# Exercise requirements
Turn the lines of the material below into a JSON list of strings, one string per line, leaving out blank lines. Begin at the line that contains "Find every instance of the rock face" and continue through the end of the material.

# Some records
>> BEGIN
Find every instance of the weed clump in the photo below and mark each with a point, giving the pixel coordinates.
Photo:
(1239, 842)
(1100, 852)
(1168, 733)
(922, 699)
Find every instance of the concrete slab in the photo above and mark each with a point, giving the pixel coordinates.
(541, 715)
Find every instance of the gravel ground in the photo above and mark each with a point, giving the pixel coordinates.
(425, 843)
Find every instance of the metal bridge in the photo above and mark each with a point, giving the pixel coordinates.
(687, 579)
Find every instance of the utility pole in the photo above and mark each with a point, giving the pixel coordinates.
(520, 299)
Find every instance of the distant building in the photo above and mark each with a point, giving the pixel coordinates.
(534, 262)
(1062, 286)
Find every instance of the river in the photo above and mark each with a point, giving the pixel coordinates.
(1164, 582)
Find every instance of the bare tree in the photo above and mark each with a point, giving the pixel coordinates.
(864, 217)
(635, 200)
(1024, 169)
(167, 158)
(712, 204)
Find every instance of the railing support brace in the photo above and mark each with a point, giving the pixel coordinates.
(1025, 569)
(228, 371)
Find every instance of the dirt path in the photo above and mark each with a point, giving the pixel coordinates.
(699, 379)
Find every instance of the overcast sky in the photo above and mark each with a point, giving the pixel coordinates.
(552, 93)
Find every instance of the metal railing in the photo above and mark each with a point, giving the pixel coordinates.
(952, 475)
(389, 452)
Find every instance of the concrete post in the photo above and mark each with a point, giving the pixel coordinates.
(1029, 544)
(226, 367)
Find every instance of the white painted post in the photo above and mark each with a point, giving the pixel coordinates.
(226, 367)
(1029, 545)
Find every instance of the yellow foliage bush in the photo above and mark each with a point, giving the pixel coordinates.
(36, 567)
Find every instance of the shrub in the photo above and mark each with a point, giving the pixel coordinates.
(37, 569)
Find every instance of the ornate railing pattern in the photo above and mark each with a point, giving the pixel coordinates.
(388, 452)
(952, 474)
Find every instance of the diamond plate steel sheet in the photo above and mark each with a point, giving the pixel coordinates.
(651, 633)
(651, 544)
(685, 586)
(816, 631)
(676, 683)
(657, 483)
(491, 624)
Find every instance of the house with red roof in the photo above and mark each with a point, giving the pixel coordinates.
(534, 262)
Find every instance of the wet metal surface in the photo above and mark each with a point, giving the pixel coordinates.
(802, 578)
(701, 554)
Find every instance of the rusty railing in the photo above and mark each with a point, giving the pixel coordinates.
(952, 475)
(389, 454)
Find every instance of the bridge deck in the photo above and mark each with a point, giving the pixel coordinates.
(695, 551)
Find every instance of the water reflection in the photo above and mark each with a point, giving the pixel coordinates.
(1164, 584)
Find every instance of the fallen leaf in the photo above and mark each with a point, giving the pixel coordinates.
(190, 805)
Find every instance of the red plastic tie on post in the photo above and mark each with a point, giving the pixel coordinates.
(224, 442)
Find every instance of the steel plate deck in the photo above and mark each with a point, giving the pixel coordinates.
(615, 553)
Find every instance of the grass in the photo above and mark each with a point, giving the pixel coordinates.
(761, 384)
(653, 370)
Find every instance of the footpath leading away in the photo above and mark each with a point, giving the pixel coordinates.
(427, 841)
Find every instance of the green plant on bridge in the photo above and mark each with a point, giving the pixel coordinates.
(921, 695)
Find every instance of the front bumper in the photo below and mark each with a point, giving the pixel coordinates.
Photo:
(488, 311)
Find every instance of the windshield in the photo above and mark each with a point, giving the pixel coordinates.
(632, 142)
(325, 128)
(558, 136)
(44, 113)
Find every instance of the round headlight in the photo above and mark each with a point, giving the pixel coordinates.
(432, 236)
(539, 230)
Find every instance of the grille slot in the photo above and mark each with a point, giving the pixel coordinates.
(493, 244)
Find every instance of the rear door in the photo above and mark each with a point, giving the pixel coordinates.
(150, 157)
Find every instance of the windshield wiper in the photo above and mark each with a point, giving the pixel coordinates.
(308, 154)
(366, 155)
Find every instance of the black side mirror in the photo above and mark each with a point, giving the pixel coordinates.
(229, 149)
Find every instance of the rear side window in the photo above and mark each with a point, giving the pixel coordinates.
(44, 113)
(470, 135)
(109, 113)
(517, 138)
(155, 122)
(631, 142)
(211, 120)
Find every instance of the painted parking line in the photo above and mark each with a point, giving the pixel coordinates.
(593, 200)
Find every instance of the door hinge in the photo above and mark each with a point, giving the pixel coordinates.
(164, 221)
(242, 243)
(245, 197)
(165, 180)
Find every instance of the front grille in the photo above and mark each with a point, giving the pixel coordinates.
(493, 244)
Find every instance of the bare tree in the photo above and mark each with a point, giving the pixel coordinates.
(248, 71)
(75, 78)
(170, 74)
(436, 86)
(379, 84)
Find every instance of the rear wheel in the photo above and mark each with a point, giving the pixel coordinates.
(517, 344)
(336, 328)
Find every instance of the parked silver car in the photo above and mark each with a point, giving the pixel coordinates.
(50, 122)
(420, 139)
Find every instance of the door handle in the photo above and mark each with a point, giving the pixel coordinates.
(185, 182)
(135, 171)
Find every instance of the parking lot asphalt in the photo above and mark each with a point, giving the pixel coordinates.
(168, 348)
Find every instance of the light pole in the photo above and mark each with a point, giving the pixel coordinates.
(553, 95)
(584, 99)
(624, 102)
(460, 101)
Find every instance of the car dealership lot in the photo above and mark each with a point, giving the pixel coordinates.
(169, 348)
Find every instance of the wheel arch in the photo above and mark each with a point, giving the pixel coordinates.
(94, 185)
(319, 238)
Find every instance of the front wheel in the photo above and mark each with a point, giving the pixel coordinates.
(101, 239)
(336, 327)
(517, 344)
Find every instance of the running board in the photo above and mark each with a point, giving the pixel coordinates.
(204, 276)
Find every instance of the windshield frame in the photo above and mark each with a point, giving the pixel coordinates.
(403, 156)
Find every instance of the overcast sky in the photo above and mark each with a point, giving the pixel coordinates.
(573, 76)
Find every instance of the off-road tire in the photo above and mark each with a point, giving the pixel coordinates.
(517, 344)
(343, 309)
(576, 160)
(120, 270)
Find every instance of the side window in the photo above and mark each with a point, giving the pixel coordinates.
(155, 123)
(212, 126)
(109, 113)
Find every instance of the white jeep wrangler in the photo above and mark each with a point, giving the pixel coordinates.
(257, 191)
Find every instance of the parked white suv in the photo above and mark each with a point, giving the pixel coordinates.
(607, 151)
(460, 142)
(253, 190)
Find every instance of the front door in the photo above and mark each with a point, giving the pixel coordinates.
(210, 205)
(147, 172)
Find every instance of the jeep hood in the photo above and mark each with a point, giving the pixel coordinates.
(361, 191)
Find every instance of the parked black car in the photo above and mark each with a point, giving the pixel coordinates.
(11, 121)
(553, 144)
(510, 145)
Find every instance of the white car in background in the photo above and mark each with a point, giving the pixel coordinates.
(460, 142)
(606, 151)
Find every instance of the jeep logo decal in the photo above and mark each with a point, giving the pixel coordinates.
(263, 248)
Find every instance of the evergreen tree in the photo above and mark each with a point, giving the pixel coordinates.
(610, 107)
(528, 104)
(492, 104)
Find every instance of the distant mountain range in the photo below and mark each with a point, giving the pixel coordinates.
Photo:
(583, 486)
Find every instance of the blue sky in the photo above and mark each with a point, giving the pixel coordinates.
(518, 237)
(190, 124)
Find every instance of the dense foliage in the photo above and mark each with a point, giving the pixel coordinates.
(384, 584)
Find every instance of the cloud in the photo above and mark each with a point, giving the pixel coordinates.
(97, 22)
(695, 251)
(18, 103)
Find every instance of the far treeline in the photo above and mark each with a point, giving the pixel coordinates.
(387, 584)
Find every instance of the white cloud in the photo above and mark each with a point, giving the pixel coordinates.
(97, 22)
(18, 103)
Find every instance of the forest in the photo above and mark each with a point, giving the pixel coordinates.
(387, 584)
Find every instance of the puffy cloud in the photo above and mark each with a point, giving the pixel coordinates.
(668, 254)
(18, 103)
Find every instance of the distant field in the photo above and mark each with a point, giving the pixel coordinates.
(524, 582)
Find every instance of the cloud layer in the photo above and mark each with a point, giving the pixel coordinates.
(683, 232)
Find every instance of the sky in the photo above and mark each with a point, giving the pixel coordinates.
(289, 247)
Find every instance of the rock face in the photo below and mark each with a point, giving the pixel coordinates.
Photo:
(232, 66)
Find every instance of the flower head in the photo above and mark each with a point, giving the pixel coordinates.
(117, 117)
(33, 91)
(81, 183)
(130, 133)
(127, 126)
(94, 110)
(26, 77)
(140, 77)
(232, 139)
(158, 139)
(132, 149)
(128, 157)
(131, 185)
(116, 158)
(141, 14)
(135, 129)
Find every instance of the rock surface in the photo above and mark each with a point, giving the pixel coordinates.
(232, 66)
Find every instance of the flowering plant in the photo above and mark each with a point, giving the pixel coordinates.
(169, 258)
>> END
# Answer to the task
[
  "Find every instance of the rock face in the photo below and mark each with a point, giving the pixel coordinates.",
  "Photo:",
  "(232, 66)",
  "Find every instance of the flower head in the photo above and mark each with a point, giving the pixel coordinates.",
  "(117, 117)",
  "(33, 91)",
  "(81, 183)",
  "(130, 133)",
  "(127, 126)",
  "(94, 110)",
  "(26, 77)",
  "(140, 77)",
  "(232, 139)",
  "(158, 139)",
  "(132, 149)",
  "(128, 157)",
  "(131, 185)",
  "(116, 158)",
  "(141, 14)",
  "(135, 129)",
  "Find every instance of the rock surface in the photo above and mark each with a point, giving the pixel coordinates.",
  "(232, 66)",
  "Find every instance of the flowering plant in the photo above and mark each with a point, giving the pixel coordinates.",
  "(169, 258)"
]